Your objective:
Count the lines in the listing below that contain the string "yellow", and give only the number.

Provided information:
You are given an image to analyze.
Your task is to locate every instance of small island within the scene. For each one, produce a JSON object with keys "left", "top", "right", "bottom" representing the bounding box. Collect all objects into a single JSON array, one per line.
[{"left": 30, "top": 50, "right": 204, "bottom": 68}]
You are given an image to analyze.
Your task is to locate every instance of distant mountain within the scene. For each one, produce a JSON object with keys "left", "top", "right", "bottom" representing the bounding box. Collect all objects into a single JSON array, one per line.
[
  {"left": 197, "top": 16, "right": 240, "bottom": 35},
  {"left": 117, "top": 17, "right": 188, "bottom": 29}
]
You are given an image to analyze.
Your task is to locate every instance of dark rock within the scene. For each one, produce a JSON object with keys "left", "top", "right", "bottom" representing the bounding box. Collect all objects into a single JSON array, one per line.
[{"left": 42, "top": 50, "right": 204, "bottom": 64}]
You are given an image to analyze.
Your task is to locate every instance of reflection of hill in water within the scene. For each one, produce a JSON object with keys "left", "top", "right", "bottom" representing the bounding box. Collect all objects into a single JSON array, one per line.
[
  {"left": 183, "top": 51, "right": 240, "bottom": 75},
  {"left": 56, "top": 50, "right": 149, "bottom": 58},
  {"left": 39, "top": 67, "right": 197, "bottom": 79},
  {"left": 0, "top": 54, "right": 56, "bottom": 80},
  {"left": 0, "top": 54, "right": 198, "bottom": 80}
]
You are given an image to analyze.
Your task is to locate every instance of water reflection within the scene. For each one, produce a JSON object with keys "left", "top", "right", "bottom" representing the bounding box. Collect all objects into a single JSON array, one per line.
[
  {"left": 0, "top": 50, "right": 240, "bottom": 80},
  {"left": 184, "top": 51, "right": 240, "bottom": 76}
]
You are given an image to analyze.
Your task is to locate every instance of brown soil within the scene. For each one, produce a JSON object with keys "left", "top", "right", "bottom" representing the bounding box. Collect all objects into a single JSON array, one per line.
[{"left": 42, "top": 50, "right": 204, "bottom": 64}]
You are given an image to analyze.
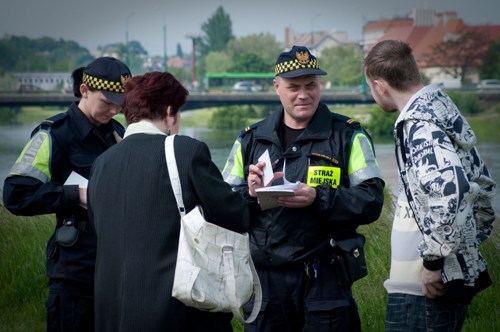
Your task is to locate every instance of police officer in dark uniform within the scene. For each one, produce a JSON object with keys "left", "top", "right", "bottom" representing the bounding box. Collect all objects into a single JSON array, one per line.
[
  {"left": 3, "top": 57, "right": 132, "bottom": 332},
  {"left": 223, "top": 46, "right": 384, "bottom": 331}
]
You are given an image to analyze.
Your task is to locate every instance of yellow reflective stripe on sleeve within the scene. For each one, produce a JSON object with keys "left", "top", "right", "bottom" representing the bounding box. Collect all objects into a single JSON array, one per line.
[
  {"left": 222, "top": 140, "right": 245, "bottom": 186},
  {"left": 307, "top": 166, "right": 341, "bottom": 189},
  {"left": 348, "top": 132, "right": 382, "bottom": 186},
  {"left": 9, "top": 131, "right": 51, "bottom": 183}
]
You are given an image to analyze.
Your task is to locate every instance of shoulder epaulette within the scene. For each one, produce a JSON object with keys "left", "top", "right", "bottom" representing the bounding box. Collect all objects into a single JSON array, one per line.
[
  {"left": 240, "top": 121, "right": 262, "bottom": 136},
  {"left": 332, "top": 112, "right": 359, "bottom": 125},
  {"left": 31, "top": 112, "right": 68, "bottom": 136}
]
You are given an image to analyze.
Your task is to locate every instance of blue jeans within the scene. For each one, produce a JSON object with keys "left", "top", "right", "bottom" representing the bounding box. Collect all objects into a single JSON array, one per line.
[{"left": 385, "top": 293, "right": 467, "bottom": 332}]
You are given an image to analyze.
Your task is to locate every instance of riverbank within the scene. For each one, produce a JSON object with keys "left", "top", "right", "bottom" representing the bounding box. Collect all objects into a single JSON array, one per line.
[{"left": 6, "top": 105, "right": 500, "bottom": 144}]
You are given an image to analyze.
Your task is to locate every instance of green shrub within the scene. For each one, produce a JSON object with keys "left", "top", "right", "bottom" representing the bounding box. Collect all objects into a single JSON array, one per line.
[{"left": 448, "top": 91, "right": 484, "bottom": 114}]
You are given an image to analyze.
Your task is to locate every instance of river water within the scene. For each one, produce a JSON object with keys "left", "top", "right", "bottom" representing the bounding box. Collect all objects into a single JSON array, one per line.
[{"left": 0, "top": 124, "right": 500, "bottom": 213}]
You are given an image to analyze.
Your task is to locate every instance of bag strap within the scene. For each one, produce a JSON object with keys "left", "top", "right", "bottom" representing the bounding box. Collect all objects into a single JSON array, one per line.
[
  {"left": 165, "top": 135, "right": 186, "bottom": 218},
  {"left": 165, "top": 135, "right": 262, "bottom": 323}
]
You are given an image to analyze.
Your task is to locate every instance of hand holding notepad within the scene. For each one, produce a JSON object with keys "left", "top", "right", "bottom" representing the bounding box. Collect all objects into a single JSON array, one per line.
[{"left": 255, "top": 150, "right": 300, "bottom": 210}]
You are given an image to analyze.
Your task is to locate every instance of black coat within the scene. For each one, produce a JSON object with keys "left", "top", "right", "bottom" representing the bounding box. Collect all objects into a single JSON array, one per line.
[{"left": 88, "top": 134, "right": 249, "bottom": 331}]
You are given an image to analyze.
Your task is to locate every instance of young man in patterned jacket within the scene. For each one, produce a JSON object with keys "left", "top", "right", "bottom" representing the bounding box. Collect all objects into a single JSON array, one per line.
[{"left": 364, "top": 40, "right": 496, "bottom": 331}]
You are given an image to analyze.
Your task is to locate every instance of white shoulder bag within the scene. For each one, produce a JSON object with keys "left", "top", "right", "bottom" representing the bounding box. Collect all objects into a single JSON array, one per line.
[{"left": 165, "top": 135, "right": 262, "bottom": 323}]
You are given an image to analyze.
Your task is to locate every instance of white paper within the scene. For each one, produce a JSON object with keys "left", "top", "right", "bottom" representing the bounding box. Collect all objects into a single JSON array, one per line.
[
  {"left": 259, "top": 150, "right": 274, "bottom": 186},
  {"left": 64, "top": 171, "right": 89, "bottom": 188}
]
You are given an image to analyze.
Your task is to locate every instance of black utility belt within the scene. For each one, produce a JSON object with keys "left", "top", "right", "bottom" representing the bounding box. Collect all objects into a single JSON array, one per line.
[
  {"left": 304, "top": 233, "right": 368, "bottom": 286},
  {"left": 55, "top": 217, "right": 92, "bottom": 247}
]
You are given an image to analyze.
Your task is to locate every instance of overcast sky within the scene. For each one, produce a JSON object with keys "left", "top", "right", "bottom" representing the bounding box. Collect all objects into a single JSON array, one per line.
[{"left": 0, "top": 0, "right": 500, "bottom": 55}]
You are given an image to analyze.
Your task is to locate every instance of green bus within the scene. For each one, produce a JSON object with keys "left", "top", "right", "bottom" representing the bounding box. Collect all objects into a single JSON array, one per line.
[{"left": 205, "top": 72, "right": 275, "bottom": 93}]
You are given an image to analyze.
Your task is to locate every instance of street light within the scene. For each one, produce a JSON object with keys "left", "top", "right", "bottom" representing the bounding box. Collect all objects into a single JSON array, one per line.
[
  {"left": 311, "top": 14, "right": 321, "bottom": 52},
  {"left": 186, "top": 35, "right": 200, "bottom": 88},
  {"left": 163, "top": 14, "right": 168, "bottom": 71},
  {"left": 125, "top": 13, "right": 134, "bottom": 66}
]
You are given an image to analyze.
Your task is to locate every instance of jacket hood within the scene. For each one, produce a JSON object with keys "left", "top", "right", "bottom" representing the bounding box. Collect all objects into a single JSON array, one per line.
[{"left": 395, "top": 84, "right": 476, "bottom": 151}]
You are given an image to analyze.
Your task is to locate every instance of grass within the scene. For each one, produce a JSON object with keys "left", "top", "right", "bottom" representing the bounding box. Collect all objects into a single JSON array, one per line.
[
  {"left": 0, "top": 206, "right": 54, "bottom": 332},
  {"left": 0, "top": 107, "right": 500, "bottom": 332},
  {"left": 0, "top": 194, "right": 500, "bottom": 332}
]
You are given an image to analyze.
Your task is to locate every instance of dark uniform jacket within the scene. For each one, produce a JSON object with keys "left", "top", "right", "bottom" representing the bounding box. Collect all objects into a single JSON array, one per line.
[
  {"left": 3, "top": 103, "right": 124, "bottom": 282},
  {"left": 88, "top": 133, "right": 249, "bottom": 332},
  {"left": 224, "top": 104, "right": 384, "bottom": 266}
]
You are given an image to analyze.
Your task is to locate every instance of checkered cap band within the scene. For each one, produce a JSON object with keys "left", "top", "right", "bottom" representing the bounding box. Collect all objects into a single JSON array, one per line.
[
  {"left": 83, "top": 74, "right": 125, "bottom": 93},
  {"left": 274, "top": 59, "right": 319, "bottom": 75}
]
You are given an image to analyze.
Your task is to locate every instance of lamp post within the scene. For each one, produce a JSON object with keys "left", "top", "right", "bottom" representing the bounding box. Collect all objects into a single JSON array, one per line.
[
  {"left": 186, "top": 35, "right": 200, "bottom": 87},
  {"left": 163, "top": 14, "right": 168, "bottom": 71},
  {"left": 310, "top": 14, "right": 321, "bottom": 52},
  {"left": 359, "top": 16, "right": 367, "bottom": 96},
  {"left": 125, "top": 13, "right": 134, "bottom": 66}
]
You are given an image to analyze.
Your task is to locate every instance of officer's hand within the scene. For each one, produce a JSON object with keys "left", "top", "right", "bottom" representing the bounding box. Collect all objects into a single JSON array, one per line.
[
  {"left": 422, "top": 268, "right": 446, "bottom": 299},
  {"left": 247, "top": 161, "right": 284, "bottom": 197},
  {"left": 78, "top": 188, "right": 87, "bottom": 208},
  {"left": 278, "top": 182, "right": 316, "bottom": 209}
]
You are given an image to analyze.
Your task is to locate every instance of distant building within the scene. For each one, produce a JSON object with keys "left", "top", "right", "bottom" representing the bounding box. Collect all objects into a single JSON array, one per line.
[
  {"left": 362, "top": 9, "right": 500, "bottom": 87},
  {"left": 283, "top": 27, "right": 348, "bottom": 57},
  {"left": 167, "top": 55, "right": 191, "bottom": 68}
]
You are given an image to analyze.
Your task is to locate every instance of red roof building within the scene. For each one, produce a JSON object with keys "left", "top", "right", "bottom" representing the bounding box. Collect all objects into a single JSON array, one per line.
[{"left": 363, "top": 9, "right": 500, "bottom": 83}]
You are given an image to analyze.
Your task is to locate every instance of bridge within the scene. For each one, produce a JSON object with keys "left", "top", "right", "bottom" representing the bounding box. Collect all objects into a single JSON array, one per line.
[
  {"left": 0, "top": 93, "right": 375, "bottom": 111},
  {"left": 0, "top": 91, "right": 500, "bottom": 111}
]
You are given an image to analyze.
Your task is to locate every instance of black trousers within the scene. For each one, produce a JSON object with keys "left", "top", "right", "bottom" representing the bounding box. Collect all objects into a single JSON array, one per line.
[
  {"left": 244, "top": 260, "right": 361, "bottom": 332},
  {"left": 45, "top": 280, "right": 94, "bottom": 332}
]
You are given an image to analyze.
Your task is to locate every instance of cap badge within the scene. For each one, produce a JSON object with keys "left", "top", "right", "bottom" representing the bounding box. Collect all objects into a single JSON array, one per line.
[
  {"left": 120, "top": 75, "right": 131, "bottom": 86},
  {"left": 295, "top": 51, "right": 309, "bottom": 65}
]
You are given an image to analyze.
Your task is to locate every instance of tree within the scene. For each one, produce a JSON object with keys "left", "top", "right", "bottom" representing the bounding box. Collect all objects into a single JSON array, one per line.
[
  {"left": 423, "top": 26, "right": 489, "bottom": 83},
  {"left": 204, "top": 52, "right": 233, "bottom": 73},
  {"left": 481, "top": 39, "right": 500, "bottom": 79},
  {"left": 318, "top": 44, "right": 362, "bottom": 86},
  {"left": 199, "top": 6, "right": 234, "bottom": 56}
]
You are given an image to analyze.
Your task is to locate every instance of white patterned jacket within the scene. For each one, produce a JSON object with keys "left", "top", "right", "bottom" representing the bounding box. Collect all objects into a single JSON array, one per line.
[{"left": 394, "top": 85, "right": 496, "bottom": 286}]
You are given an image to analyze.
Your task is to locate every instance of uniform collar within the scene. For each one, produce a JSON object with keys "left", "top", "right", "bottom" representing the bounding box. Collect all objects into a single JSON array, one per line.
[
  {"left": 255, "top": 103, "right": 332, "bottom": 140},
  {"left": 69, "top": 103, "right": 113, "bottom": 138}
]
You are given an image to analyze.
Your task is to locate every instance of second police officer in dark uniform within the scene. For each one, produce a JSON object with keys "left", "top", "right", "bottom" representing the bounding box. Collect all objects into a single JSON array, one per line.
[
  {"left": 223, "top": 46, "right": 384, "bottom": 331},
  {"left": 3, "top": 57, "right": 132, "bottom": 332}
]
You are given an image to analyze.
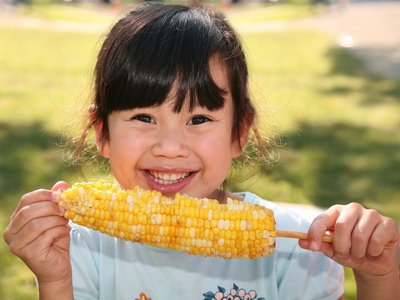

Answer for the task:
1